**Records supplied**

[Start]

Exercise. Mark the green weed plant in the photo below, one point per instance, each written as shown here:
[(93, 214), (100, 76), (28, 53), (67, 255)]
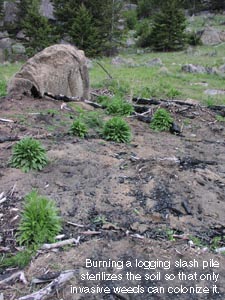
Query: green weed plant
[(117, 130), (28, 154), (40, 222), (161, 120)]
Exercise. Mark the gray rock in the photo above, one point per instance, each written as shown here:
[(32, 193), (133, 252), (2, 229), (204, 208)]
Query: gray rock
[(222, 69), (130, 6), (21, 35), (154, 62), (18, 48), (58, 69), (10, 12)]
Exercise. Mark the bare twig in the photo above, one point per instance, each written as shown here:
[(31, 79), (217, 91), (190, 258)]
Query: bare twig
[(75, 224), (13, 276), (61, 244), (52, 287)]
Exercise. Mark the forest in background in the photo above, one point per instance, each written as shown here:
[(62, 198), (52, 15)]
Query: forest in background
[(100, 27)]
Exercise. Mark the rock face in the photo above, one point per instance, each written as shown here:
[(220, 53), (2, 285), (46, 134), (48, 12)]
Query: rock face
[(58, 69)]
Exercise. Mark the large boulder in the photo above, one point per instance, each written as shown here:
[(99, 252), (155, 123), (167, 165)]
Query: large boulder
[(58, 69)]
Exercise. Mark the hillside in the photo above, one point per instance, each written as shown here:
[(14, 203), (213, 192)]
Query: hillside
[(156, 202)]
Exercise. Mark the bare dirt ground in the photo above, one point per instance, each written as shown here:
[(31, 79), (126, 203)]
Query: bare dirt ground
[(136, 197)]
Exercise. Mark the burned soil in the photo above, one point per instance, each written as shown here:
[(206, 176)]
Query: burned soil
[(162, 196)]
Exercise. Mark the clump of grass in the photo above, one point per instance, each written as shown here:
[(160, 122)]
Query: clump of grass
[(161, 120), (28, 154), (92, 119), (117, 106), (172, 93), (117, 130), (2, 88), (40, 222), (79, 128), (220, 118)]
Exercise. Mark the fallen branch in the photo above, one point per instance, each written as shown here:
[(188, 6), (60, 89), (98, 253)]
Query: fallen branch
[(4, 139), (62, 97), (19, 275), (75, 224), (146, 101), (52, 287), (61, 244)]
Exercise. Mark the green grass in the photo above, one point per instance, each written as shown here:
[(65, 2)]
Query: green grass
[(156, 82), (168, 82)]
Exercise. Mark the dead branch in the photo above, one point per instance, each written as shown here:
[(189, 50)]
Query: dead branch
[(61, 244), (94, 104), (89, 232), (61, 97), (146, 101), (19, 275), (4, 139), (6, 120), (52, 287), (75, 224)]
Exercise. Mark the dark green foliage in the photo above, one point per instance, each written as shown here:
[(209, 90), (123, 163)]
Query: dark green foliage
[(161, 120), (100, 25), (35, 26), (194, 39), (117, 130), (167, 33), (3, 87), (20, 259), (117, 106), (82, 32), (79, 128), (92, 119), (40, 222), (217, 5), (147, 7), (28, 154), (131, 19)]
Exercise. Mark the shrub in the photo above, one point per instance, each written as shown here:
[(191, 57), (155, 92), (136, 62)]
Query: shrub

[End]
[Start]

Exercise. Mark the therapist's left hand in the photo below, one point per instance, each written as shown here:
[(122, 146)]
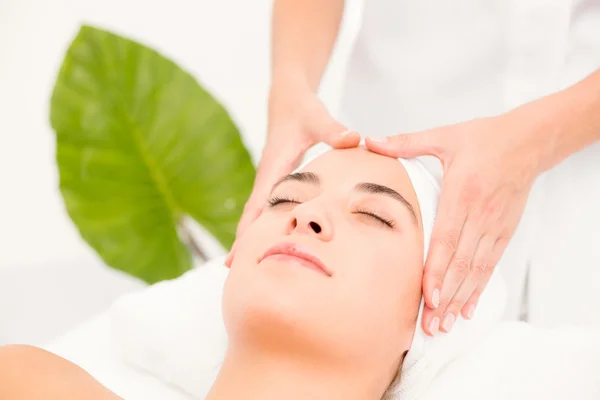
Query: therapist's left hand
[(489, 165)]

[End]

Pull out the lines unchanged, beginning at the line that contains "Exercise. Mark the dead" and stopping after the line that contains "287), (75, 224)]". Include both of those lines and nothing else from the items.

**Written response**
Exercise. Mark the dead branch in the photo above, one point per instance, each written as shown here:
[(189, 50)]
Query: dead branch
[(61, 244), (94, 104), (89, 232), (61, 97), (146, 101), (19, 275), (4, 139), (6, 120), (52, 287), (75, 224)]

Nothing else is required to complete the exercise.